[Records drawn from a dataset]

++++++

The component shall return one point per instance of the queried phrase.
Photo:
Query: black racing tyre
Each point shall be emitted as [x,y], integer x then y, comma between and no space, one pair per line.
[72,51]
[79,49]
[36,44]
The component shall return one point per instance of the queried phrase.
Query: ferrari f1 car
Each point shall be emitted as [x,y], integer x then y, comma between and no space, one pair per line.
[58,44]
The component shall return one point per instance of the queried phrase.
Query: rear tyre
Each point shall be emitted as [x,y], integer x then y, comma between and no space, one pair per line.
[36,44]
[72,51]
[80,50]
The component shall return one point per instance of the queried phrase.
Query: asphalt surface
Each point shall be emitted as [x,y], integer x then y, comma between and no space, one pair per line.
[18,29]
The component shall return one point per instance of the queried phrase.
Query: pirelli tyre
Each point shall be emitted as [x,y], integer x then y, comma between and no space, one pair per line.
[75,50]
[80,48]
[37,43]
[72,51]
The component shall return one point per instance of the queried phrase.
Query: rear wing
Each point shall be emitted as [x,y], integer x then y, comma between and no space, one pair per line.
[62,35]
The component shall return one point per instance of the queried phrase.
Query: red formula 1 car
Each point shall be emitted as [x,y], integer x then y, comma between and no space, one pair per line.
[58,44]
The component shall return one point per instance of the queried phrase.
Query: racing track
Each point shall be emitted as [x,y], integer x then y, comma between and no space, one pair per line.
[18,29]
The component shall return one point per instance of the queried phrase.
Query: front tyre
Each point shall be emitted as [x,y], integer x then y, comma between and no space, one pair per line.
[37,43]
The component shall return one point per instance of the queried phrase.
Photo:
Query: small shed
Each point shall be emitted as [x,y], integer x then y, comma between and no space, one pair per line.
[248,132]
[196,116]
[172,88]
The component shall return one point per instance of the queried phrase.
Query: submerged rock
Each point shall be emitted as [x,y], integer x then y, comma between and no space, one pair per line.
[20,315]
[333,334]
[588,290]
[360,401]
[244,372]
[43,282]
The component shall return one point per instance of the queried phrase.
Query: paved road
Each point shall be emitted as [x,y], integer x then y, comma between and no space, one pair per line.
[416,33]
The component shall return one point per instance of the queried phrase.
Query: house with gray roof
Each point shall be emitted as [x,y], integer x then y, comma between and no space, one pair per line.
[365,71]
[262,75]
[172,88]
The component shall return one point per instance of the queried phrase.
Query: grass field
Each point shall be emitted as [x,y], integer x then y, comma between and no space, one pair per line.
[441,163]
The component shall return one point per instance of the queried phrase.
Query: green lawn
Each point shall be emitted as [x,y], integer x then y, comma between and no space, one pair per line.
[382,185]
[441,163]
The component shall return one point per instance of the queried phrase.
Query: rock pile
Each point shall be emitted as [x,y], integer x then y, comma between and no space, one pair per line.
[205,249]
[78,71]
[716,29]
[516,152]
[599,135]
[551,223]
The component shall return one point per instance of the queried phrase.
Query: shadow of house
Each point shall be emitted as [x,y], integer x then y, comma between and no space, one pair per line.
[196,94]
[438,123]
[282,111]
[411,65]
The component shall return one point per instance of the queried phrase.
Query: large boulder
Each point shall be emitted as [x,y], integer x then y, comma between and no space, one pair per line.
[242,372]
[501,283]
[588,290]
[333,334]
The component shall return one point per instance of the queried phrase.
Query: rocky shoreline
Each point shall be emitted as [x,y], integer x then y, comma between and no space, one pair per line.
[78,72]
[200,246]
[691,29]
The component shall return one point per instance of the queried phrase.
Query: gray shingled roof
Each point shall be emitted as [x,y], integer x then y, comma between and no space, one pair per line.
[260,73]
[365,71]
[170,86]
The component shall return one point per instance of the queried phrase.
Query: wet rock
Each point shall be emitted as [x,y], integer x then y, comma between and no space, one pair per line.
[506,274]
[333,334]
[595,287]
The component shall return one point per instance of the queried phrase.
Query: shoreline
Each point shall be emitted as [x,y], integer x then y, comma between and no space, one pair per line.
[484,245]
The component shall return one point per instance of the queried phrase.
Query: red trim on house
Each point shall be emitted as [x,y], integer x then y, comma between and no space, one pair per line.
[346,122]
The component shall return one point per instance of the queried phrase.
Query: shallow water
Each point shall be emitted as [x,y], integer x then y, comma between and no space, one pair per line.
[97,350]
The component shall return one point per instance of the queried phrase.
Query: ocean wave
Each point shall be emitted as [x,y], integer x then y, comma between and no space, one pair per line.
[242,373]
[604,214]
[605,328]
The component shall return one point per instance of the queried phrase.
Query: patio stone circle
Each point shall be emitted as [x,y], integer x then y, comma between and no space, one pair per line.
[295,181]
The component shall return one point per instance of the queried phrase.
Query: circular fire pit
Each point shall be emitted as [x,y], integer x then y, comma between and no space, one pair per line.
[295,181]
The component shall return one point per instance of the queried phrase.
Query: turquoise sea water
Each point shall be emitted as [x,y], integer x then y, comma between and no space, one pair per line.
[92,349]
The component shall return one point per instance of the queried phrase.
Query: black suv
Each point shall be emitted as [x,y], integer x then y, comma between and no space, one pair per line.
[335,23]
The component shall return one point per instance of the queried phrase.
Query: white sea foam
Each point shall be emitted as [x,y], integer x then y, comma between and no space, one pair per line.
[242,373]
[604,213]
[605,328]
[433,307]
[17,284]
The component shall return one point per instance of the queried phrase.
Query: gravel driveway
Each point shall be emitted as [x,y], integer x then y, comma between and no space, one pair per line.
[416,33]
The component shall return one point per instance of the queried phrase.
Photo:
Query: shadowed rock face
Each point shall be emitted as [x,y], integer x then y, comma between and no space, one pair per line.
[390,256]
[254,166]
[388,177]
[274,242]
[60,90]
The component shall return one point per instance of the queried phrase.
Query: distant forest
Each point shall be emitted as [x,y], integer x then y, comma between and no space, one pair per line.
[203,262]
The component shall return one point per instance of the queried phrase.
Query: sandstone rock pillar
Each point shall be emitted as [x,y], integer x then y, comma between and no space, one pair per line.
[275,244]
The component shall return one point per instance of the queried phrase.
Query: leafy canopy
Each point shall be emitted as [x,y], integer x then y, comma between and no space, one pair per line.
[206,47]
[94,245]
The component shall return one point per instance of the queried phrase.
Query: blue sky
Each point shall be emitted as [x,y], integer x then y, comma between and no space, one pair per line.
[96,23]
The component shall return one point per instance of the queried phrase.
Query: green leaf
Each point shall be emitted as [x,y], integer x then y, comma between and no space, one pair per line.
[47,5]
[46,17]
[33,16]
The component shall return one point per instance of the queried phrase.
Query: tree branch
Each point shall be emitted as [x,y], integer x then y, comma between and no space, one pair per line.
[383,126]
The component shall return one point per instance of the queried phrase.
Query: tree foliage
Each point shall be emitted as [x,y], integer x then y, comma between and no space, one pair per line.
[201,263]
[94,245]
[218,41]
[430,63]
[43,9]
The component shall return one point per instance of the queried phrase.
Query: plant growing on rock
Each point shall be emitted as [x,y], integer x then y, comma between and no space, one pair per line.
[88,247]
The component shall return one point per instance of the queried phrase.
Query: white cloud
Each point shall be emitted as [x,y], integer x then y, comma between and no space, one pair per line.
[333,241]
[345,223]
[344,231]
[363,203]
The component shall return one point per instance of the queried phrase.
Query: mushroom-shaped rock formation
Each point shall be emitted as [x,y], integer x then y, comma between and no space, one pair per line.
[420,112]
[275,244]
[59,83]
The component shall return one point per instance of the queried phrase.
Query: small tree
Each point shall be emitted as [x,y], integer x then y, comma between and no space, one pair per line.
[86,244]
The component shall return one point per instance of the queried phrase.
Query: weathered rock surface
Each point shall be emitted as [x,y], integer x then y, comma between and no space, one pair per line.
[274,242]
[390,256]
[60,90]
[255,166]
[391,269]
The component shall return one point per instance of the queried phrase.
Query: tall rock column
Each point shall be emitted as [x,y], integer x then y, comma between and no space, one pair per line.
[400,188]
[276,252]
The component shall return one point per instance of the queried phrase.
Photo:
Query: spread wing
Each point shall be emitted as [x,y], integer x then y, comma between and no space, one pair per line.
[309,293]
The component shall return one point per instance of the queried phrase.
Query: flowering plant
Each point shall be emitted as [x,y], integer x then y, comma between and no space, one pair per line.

++++++

[WHAT NEEDS TO BE DONE] All lines above from the one containing "Query: small tree" to the one containing "Query: tall rock column" must be repeated exactly, both lines included, and no others.

[TASK OUTPUT]
Query: small tree
Each point shall be emitted as [x,y], integer x then y, comma between and no space, one pair per line.
[86,244]
The component shall return one point per instance of the queried phrase.
Query: weathered rock surface
Each point shall be emitted as [x,y], integer x then y, comma between and no space, one pair per line.
[274,242]
[390,256]
[60,90]
[255,166]
[391,269]
The component shall return one point per instance of the queried phrase.
Query: tall rock column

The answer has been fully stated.